TASK REQUIREMENTS -> Pull each line containing "below" out of the data and copy it.

GIVEN DATA ->
┌──
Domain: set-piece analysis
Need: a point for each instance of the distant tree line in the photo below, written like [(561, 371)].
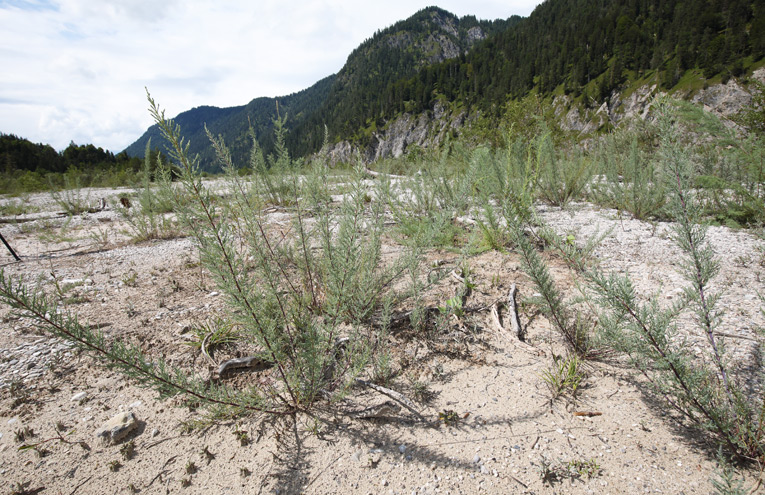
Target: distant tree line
[(28, 166)]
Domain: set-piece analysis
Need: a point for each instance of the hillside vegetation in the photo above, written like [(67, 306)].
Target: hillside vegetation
[(582, 48)]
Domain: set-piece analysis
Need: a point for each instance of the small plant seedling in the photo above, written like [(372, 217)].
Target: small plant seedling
[(24, 434), (41, 451), (22, 488), (449, 417), (588, 468), (547, 471), (207, 455), (130, 279), (564, 376), (128, 450)]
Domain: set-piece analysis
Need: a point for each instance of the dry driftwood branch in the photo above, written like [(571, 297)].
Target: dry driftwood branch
[(240, 363), (397, 396), (515, 320), (380, 174), (204, 350), (588, 414), (496, 321)]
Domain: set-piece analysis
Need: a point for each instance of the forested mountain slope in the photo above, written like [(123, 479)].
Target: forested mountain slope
[(582, 48)]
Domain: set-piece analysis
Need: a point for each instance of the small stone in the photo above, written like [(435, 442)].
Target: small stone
[(79, 397), (118, 427)]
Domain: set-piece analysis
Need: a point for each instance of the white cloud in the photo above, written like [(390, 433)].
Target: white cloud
[(76, 69)]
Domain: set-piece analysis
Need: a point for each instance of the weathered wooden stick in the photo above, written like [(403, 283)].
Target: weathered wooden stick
[(515, 321), (397, 396), (240, 363), (10, 248), (380, 174)]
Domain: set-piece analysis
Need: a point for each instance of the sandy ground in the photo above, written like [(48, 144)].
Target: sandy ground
[(503, 428)]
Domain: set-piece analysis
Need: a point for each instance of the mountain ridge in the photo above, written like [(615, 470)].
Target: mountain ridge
[(583, 49)]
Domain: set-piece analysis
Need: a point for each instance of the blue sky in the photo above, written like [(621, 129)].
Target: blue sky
[(75, 70)]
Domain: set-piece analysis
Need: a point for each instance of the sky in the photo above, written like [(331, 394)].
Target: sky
[(75, 70)]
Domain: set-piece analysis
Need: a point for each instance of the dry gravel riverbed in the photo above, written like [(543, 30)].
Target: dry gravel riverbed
[(504, 433)]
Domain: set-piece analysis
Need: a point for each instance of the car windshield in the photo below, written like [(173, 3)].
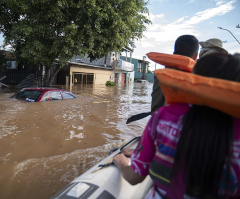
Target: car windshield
[(27, 95)]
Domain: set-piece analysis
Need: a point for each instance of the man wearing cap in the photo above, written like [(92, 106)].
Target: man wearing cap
[(186, 45), (211, 46)]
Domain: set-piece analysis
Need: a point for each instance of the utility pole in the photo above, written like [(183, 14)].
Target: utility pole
[(144, 67), (230, 32)]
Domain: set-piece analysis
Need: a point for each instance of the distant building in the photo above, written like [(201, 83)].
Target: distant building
[(139, 68)]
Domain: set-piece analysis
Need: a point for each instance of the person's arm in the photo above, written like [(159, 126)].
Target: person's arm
[(158, 99), (122, 162), (127, 152)]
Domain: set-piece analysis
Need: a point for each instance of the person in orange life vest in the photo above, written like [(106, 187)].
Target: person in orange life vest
[(183, 58), (186, 45), (198, 145)]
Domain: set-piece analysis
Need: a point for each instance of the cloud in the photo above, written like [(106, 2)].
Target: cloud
[(161, 38), (191, 1), (219, 2)]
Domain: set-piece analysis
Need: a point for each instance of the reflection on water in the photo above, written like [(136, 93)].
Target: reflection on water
[(45, 145)]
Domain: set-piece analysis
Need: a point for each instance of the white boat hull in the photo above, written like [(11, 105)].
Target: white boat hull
[(105, 183)]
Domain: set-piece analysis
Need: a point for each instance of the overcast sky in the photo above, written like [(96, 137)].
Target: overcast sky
[(172, 18)]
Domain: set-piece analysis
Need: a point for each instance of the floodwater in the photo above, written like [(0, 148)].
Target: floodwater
[(45, 145)]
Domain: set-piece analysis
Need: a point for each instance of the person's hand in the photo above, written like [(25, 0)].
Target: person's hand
[(127, 152), (121, 161)]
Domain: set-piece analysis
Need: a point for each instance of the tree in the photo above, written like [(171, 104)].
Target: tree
[(41, 31), (4, 62)]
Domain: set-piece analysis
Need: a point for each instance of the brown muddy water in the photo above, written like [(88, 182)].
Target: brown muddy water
[(45, 145)]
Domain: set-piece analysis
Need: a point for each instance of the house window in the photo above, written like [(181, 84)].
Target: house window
[(139, 67)]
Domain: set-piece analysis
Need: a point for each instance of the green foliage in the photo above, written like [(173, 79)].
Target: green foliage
[(4, 62), (109, 83), (43, 30)]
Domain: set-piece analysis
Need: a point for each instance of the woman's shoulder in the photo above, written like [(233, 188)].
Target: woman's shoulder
[(236, 124)]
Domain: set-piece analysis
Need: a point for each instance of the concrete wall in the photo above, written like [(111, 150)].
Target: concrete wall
[(138, 75), (98, 62), (100, 75)]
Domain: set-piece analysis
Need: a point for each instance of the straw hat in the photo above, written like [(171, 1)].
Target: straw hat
[(211, 46)]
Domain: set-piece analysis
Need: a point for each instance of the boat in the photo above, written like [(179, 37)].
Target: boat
[(104, 181)]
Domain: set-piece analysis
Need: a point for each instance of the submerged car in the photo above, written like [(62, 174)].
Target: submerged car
[(141, 81), (42, 94)]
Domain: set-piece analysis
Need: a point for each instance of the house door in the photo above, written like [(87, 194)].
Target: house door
[(123, 77), (83, 78)]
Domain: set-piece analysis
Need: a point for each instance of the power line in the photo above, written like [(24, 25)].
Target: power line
[(230, 32)]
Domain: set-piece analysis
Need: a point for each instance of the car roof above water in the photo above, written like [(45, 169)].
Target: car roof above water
[(45, 89)]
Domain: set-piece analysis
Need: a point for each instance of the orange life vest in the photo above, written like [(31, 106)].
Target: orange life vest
[(177, 61), (182, 87)]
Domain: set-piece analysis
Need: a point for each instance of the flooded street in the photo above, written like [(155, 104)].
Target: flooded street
[(45, 145)]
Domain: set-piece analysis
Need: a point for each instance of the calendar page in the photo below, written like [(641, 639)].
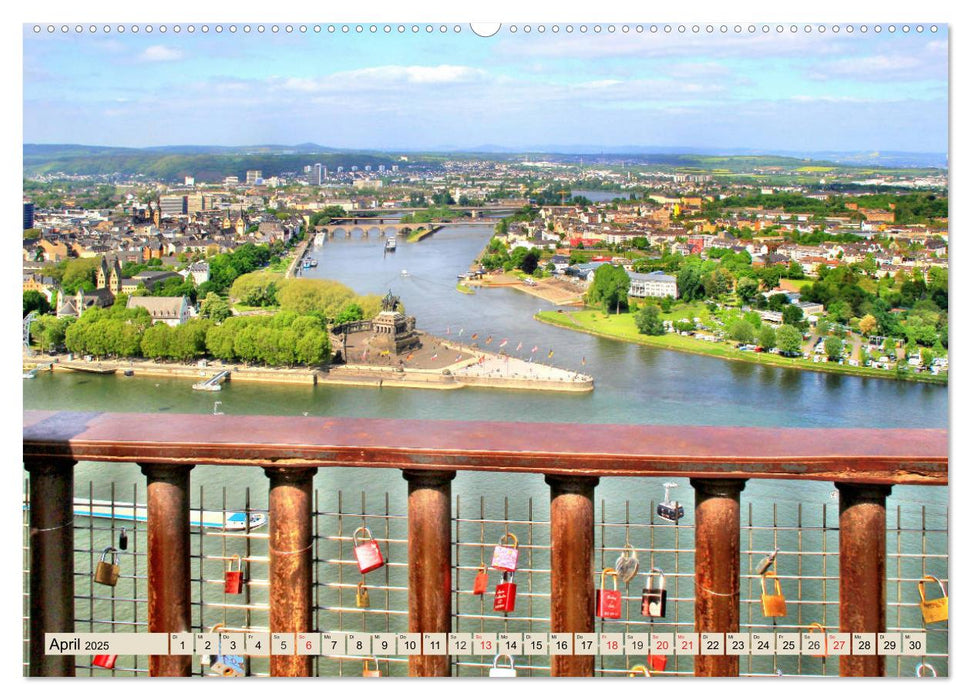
└──
FINAL ANSWER ->
Need: a point for each instance of the distant tree line in the photo below, written like [(561, 371)].
Need: a point for each instance of the car windshield in the photo below, written like [(173, 3)].
Need: a point for each instance of the calendar page in the photo below, written like [(641, 639)].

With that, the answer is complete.